##### DOCUMENT EXCERPT #####
As the credit crunch started to affect European economies, many lost their jobs and so, their livelihoods and their sense of self worth. For those with mental illness, this effect was sadly even worse. Before the downturn, 12.7% of those with mental health issues were unemployed. After the downturn, this figure had sadly, if predictably, grown by 50% to 18.2%.
Predictable because the attitude of our society to mental illness has always been poor. Since the advent of the first lunatic asylums in the late eighteenth century, we have always sought to put the mentally ill somewhere else where they won't encroach overly on our own existence. Out of sight, out of mind one might say.
People do not as a rule like being ill. This applies all the more to mental illness. The stigma attached to mental illness is every bit as bad now as it was when "care in the community" sought to change all that. The idea was that integrating the mentally ill into local communities would lead to them being accepted and included. Ironically, this is exactly what used to happen in the eighteenth and nineteenth centuries. In those days, the mentally ill were broadly divided in to two groups - idiots and lunatics. While the words would be deemed offensive and unacceptable today, everybody knew what they meant and they informed the way in which the person in question would be treated.
##### DATASET CONTENT #####
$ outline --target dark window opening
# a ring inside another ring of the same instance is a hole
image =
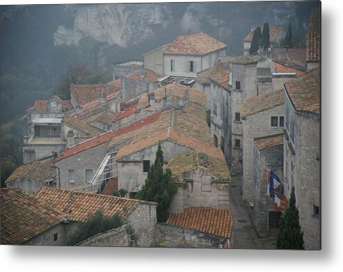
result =
[[[241,90],[241,81],[236,81],[236,90]]]
[[[147,173],[149,171],[149,167],[150,167],[150,160],[143,160],[143,171],[144,173]]]
[[[234,120],[235,121],[241,121],[241,113],[236,112],[234,114]]]
[[[194,71],[194,62],[192,60],[189,62],[189,71]]]
[[[313,216],[315,217],[319,217],[319,207],[313,205]]]
[[[279,125],[280,128],[283,128],[285,126],[285,118],[283,116],[280,117]]]
[[[278,117],[276,116],[271,117],[271,127],[278,127]]]

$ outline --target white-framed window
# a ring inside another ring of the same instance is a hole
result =
[[[93,169],[86,169],[86,182],[90,183],[93,179]]]
[[[174,60],[170,60],[170,71],[175,71],[175,61]]]
[[[75,170],[69,169],[68,176],[69,176],[69,182],[70,183],[74,183],[75,182]]]
[[[283,128],[284,125],[283,116],[272,116],[271,117],[271,128]]]

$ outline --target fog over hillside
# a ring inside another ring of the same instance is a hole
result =
[[[37,99],[58,93],[70,65],[82,63],[102,81],[111,65],[142,54],[179,35],[203,32],[243,53],[253,25],[292,22],[303,43],[317,1],[161,3],[1,6],[1,123],[22,117]]]

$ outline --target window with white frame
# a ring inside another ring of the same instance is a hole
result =
[[[86,169],[86,182],[90,183],[93,179],[93,169]]]
[[[272,116],[271,117],[271,128],[283,128],[284,123],[285,120],[283,116]]]
[[[69,182],[70,183],[74,183],[75,182],[75,170],[69,169],[68,176],[69,176]]]

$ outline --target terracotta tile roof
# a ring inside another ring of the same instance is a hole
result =
[[[232,60],[232,63],[233,65],[253,65],[257,62],[258,62],[257,58],[251,56],[239,56],[238,57],[234,58]]]
[[[134,114],[137,112],[137,103],[130,105],[129,107],[125,108],[122,110],[122,112],[119,114],[115,121],[120,120],[123,118],[125,118],[131,114]]]
[[[209,84],[211,76],[226,72],[229,70],[229,67],[230,62],[221,62],[218,65],[212,66],[196,73],[196,80],[201,84]]]
[[[63,215],[19,188],[0,190],[1,244],[22,244],[56,226]]]
[[[283,134],[254,139],[254,144],[258,150],[263,150],[283,144]]]
[[[199,33],[177,37],[164,51],[164,53],[203,56],[226,47],[226,44],[208,35]]]
[[[241,119],[285,103],[283,90],[246,99],[242,105]]]
[[[78,84],[70,85],[70,95],[74,97],[77,105],[83,105],[90,101],[99,99],[99,94],[102,90],[106,90],[108,95],[112,95],[121,89],[120,79],[106,84]]]
[[[70,112],[72,110],[73,107],[70,100],[62,100],[58,96],[54,96],[54,98],[61,102],[63,112]],[[49,100],[36,100],[35,105],[27,110],[28,112],[47,112],[49,108]]]
[[[65,116],[63,122],[81,134],[95,136],[102,133],[102,130],[88,125],[84,120],[78,119],[69,114]]]
[[[105,216],[118,213],[126,219],[140,203],[144,203],[136,199],[51,187],[40,188],[33,197],[56,210],[65,212],[69,220],[76,222],[86,221],[99,210]]]
[[[232,237],[234,227],[231,212],[226,209],[189,207],[182,214],[172,213],[166,223],[224,238]]]
[[[209,156],[200,152],[192,152],[187,155],[175,157],[169,160],[168,167],[172,172],[172,177],[200,169],[222,180],[230,180],[230,175],[225,160]]]
[[[117,130],[109,131],[103,133],[86,142],[80,143],[74,146],[72,146],[71,148],[67,148],[62,155],[57,158],[55,161],[58,162],[60,160],[64,160],[72,155],[78,154],[81,152],[83,152],[86,150],[93,148],[101,144],[109,142],[111,139],[115,139],[116,137],[122,135],[125,135],[125,133],[128,133],[134,130],[141,128],[144,126],[147,126],[158,120],[160,115],[161,115],[161,112],[157,112],[156,114],[147,117],[143,120],[138,121],[128,126],[124,127]]]
[[[186,90],[189,90],[189,97],[186,96]],[[196,105],[205,107],[207,100],[207,95],[202,92],[199,92],[195,88],[190,88],[177,83],[170,83],[166,86],[154,90],[155,101],[160,102],[166,97],[173,97],[179,100],[188,101]]]
[[[280,65],[274,61],[272,62],[273,69],[274,73],[295,73],[296,76],[303,76],[305,74],[304,71],[297,70],[287,66]]]
[[[296,111],[320,114],[320,69],[284,84]]]
[[[33,162],[17,168],[6,182],[8,183],[22,178],[45,182],[51,180],[56,176],[56,173],[54,167],[40,162]]]
[[[141,71],[144,72],[144,76],[141,76]],[[157,81],[157,80],[162,76],[147,68],[144,68],[141,71],[130,74],[129,75],[125,76],[125,77],[134,80],[152,83]]]
[[[261,32],[263,31],[263,26],[258,26],[261,28]],[[254,31],[251,31],[249,34],[248,34],[244,38],[244,42],[251,42],[253,40],[253,36],[254,34]],[[269,26],[269,41],[271,43],[273,43],[276,41],[279,38],[280,35],[284,34],[286,35],[286,31],[285,31],[282,26]]]
[[[273,60],[292,68],[305,69],[306,67],[306,49],[305,48],[271,49]]]
[[[167,139],[213,157],[224,158],[221,151],[213,144],[205,110],[189,104],[184,112],[174,109],[166,111],[161,120],[133,136],[131,144],[121,148],[115,159],[120,160]]]

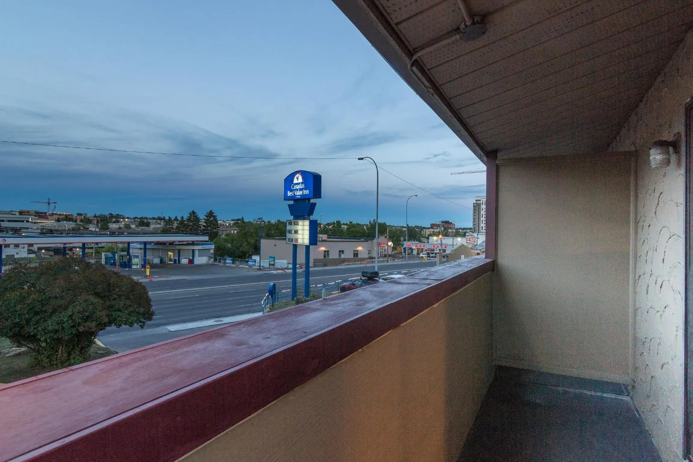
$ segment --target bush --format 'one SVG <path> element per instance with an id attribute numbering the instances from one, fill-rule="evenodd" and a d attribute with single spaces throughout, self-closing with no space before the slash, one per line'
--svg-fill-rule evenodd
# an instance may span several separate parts
<path id="1" fill-rule="evenodd" d="M 322 298 L 322 295 L 318 292 L 310 292 L 310 296 L 305 297 L 303 295 L 297 295 L 294 301 L 297 305 L 300 305 L 301 303 L 305 303 L 307 301 L 313 301 L 313 300 L 319 300 Z"/>
<path id="2" fill-rule="evenodd" d="M 143 328 L 153 317 L 143 284 L 98 263 L 67 257 L 23 263 L 0 279 L 0 337 L 28 348 L 32 365 L 87 361 L 100 331 Z"/>

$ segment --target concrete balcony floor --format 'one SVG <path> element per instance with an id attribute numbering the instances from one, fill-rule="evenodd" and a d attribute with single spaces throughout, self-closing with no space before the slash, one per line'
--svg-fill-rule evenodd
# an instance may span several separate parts
<path id="1" fill-rule="evenodd" d="M 660 462 L 624 385 L 499 367 L 458 462 Z"/>

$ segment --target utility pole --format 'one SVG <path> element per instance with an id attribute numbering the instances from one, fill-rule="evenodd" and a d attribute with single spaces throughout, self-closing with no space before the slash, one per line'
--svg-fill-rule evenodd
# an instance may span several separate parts
<path id="1" fill-rule="evenodd" d="M 262 269 L 262 226 L 260 226 L 259 240 L 258 240 L 258 271 Z"/>

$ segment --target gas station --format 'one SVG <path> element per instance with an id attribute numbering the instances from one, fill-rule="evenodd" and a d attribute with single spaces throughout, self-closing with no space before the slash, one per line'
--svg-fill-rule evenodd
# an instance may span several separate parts
<path id="1" fill-rule="evenodd" d="M 102 254 L 102 263 L 114 264 L 116 267 L 120 267 L 122 264 L 123 267 L 141 268 L 146 263 L 153 262 L 156 256 L 159 258 L 160 263 L 162 263 L 180 264 L 184 260 L 191 263 L 206 263 L 209 260 L 210 251 L 213 251 L 214 249 L 213 243 L 209 241 L 207 236 L 192 234 L 0 235 L 0 274 L 2 274 L 2 249 L 6 245 L 62 246 L 63 256 L 67 256 L 68 247 L 81 247 L 81 257 L 85 259 L 87 245 L 125 244 L 127 245 L 125 252 L 111 253 L 110 256 L 106 257 L 103 256 L 105 254 Z M 162 248 L 165 248 L 165 259 L 161 257 Z M 148 249 L 150 249 L 148 256 Z M 184 252 L 185 257 L 182 256 Z M 173 254 L 173 258 L 169 259 L 170 254 Z M 106 261 L 103 261 L 104 260 Z M 169 262 L 169 260 L 171 261 Z"/>

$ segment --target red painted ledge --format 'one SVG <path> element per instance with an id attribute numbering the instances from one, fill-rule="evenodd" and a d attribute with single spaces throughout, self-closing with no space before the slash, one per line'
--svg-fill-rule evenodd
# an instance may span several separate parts
<path id="1" fill-rule="evenodd" d="M 493 268 L 478 257 L 0 387 L 0 461 L 172 461 Z"/>

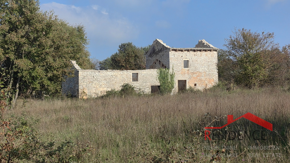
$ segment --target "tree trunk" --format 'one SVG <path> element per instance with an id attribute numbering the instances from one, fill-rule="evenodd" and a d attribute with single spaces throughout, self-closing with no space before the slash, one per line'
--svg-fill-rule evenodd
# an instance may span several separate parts
<path id="1" fill-rule="evenodd" d="M 15 96 L 14 96 L 14 99 L 12 102 L 12 107 L 14 107 L 15 105 L 15 103 L 16 103 L 16 100 L 18 97 L 18 92 L 19 92 L 19 83 L 20 81 L 20 78 L 21 77 L 19 76 L 18 77 L 18 79 L 17 79 L 17 82 L 16 84 L 16 92 L 15 93 Z"/>

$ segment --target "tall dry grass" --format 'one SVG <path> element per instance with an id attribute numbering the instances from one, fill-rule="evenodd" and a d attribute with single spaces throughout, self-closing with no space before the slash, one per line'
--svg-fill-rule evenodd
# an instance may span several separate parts
<path id="1" fill-rule="evenodd" d="M 234 119 L 248 112 L 273 124 L 274 130 L 266 131 L 266 140 L 205 140 L 204 128 L 214 120 L 211 125 L 221 126 L 227 123 L 223 116 L 233 115 Z M 40 120 L 36 127 L 43 134 L 42 139 L 91 144 L 95 150 L 88 162 L 95 159 L 102 162 L 146 162 L 141 158 L 146 156 L 136 155 L 145 149 L 153 151 L 147 153 L 151 158 L 154 155 L 171 155 L 177 162 L 190 155 L 192 158 L 188 162 L 289 162 L 290 93 L 277 88 L 85 100 L 22 100 L 6 116 L 24 112 L 27 117 Z M 267 130 L 245 119 L 228 127 L 227 129 L 234 131 Z M 216 131 L 211 130 L 212 134 Z M 224 152 L 204 147 L 223 145 L 237 145 L 237 149 Z M 247 149 L 257 145 L 279 149 Z M 263 156 L 273 153 L 281 153 L 282 157 Z M 219 156 L 224 158 L 219 160 Z"/>

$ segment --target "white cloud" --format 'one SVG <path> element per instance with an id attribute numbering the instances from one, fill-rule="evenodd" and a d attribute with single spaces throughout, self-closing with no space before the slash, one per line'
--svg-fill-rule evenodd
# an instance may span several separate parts
<path id="1" fill-rule="evenodd" d="M 59 18 L 70 24 L 81 24 L 85 27 L 88 38 L 98 45 L 119 44 L 139 35 L 137 28 L 127 18 L 110 16 L 98 5 L 80 7 L 52 2 L 41 5 L 40 8 L 53 9 Z"/>
<path id="2" fill-rule="evenodd" d="M 145 6 L 150 5 L 152 0 L 114 0 L 115 3 L 122 7 L 126 8 L 141 7 L 142 9 Z"/>
<path id="3" fill-rule="evenodd" d="M 266 7 L 268 8 L 270 8 L 272 6 L 276 3 L 285 1 L 285 0 L 267 0 Z"/>
<path id="4" fill-rule="evenodd" d="M 92 6 L 92 8 L 93 8 L 93 9 L 96 10 L 97 10 L 99 9 L 99 6 L 98 5 L 93 5 Z"/>
<path id="5" fill-rule="evenodd" d="M 108 12 L 106 12 L 105 10 L 103 10 L 102 11 L 102 13 L 105 15 L 108 15 Z"/>

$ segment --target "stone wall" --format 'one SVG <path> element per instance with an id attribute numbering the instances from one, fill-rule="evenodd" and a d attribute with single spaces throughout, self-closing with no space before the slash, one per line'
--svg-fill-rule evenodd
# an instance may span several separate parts
<path id="1" fill-rule="evenodd" d="M 160 68 L 174 69 L 176 84 L 172 94 L 178 91 L 179 85 L 180 89 L 185 83 L 186 88 L 202 90 L 218 83 L 218 50 L 204 40 L 199 40 L 194 48 L 174 48 L 156 39 L 145 54 L 146 70 L 83 70 L 72 61 L 75 76 L 63 83 L 63 94 L 79 98 L 96 97 L 113 89 L 119 90 L 125 83 L 150 93 L 151 86 L 160 85 L 156 69 Z M 188 68 L 184 66 L 185 60 L 188 61 Z M 138 73 L 137 81 L 132 81 L 132 73 Z"/>
<path id="2" fill-rule="evenodd" d="M 138 73 L 138 81 L 132 81 L 132 73 Z M 160 85 L 157 70 L 80 70 L 79 72 L 80 98 L 98 97 L 113 89 L 120 90 L 129 83 L 140 90 L 151 93 L 151 85 Z"/>
<path id="3" fill-rule="evenodd" d="M 169 68 L 170 47 L 162 40 L 156 39 L 153 42 L 148 52 L 145 54 L 146 69 Z"/>
<path id="4" fill-rule="evenodd" d="M 62 83 L 62 93 L 64 95 L 79 97 L 79 70 L 81 69 L 75 61 L 71 62 L 72 64 L 72 69 L 74 71 L 74 77 L 66 77 L 66 81 Z"/>
<path id="5" fill-rule="evenodd" d="M 172 50 L 169 56 L 170 65 L 175 72 L 176 84 L 173 92 L 178 91 L 178 80 L 186 80 L 187 88 L 201 90 L 218 83 L 217 51 Z M 188 61 L 188 68 L 183 68 L 185 60 Z"/>

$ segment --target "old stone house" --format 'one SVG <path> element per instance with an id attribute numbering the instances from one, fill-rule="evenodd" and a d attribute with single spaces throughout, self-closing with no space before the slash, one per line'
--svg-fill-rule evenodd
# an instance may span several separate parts
<path id="1" fill-rule="evenodd" d="M 63 83 L 62 93 L 79 98 L 96 97 L 112 89 L 119 90 L 126 83 L 152 93 L 160 85 L 157 69 L 171 70 L 172 67 L 176 81 L 173 93 L 189 87 L 203 90 L 218 82 L 218 50 L 204 40 L 199 40 L 195 47 L 175 48 L 156 39 L 145 54 L 146 70 L 83 70 L 72 61 L 75 77 Z"/>

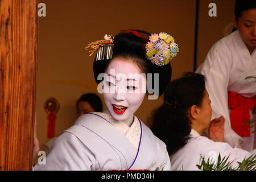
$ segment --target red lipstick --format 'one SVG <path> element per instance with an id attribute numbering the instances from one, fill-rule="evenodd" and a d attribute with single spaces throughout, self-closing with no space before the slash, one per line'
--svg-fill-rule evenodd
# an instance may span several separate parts
<path id="1" fill-rule="evenodd" d="M 127 107 L 112 104 L 113 110 L 117 114 L 122 114 L 126 110 Z"/>

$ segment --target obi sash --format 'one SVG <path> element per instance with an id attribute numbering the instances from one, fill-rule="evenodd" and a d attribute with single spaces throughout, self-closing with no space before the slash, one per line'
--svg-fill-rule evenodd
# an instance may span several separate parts
<path id="1" fill-rule="evenodd" d="M 230 109 L 231 127 L 242 137 L 250 136 L 250 125 L 243 123 L 250 120 L 249 109 L 256 106 L 256 98 L 247 98 L 233 92 L 228 92 L 228 105 Z"/>

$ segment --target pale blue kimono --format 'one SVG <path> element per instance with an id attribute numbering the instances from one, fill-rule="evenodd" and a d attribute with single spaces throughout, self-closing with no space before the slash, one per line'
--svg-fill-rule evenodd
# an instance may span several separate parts
<path id="1" fill-rule="evenodd" d="M 34 169 L 171 170 L 166 144 L 139 121 L 135 147 L 106 118 L 94 113 L 83 115 L 54 141 L 46 164 Z"/>

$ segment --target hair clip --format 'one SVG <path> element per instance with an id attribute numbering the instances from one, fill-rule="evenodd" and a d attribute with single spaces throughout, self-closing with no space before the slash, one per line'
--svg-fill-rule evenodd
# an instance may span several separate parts
<path id="1" fill-rule="evenodd" d="M 89 50 L 91 56 L 97 50 L 96 60 L 108 60 L 112 58 L 114 48 L 114 38 L 110 35 L 106 34 L 104 40 L 97 40 L 89 43 L 85 49 Z"/>

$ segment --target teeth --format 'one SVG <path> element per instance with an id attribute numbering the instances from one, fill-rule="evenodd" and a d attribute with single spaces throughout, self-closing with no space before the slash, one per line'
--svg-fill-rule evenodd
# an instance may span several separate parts
<path id="1" fill-rule="evenodd" d="M 115 107 L 118 111 L 123 111 L 125 109 L 126 109 L 126 107 L 121 107 L 121 106 L 117 106 L 115 105 L 113 105 L 114 106 L 114 107 Z"/>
#####
## PROMPT A
From the article on mental illness and unemployment, write out the part starting with "As the credit" and going on through "50% to 18.2%.".
## PROMPT B
Extend the article on mental illness and unemployment from where it stops.

## RESPONSE A
As the credit crunch started to affect European economies, many lost their jobs and so, their livelihoods and their sense of self worth. For those with mental illness, this effect was sadly even worse. Before the downturn, 12.7% of those with mental health issues were unemployed. After the downturn, this figure had sadly, if predictably, grown by 50% to 18.2%.

## RESPONSE B
The idiots were people who obviously had some form of learning disability but who could still serve a useful purpose within their local community. This is probably the source of the expression "village idiot". Rather than being locked away out of sight, such people were looked after by the local community and carried out the roles of which they were capable. They were not viewed as a problem and certainly weren't deemed to need asylum.
The lunatics were those people who we would now deem to have an acute mental illness beyond the capabilities of the local community. Schizophrenia, depression, mania and the mental illnesses which we now recognise and treat accordingly were deemed in need of asylum. These were people whose illness needed urgent help and it was principally with them in mind that the asylums were built in the nineteenth century.
It was felt that the asylums had come to symbolise the worst aspects of care for the mentally ill with reports of ill treatment and neglect. The latter are now known to have been inflicted within our general hospitals so it is sometimes difficult to gauge how far we have come since those early days.
The figures on employment in the mentally ill only go to confirm what I uncovered in a research study three years ago. Stigma is alive and kicking and despite the best efforts of a few "celebrities" to highlight their own problems, it seems that modern society is more intolerant than ever. It is said that all health starts with mental health so the chances of anybody reading this without having been affected themselves are slim. Of course, the people who have experienced mental illness will be better served to relate to others in the same position. Rather than them being an obstacle, such people (and that includes most of us) should be viewed by employers and society alike as an asset.
"Care in the community" is in danger of becoming one of the biggest misnomers of all time. "Care which happens to be delivered within a community which is not interested" would seem a more apt title. One thing is certain. The longer we continue to ignore mental illness, the bigger the problem will become - it is not just going to go away because unlike the rubbish we throw out once a fortnight, these are real people.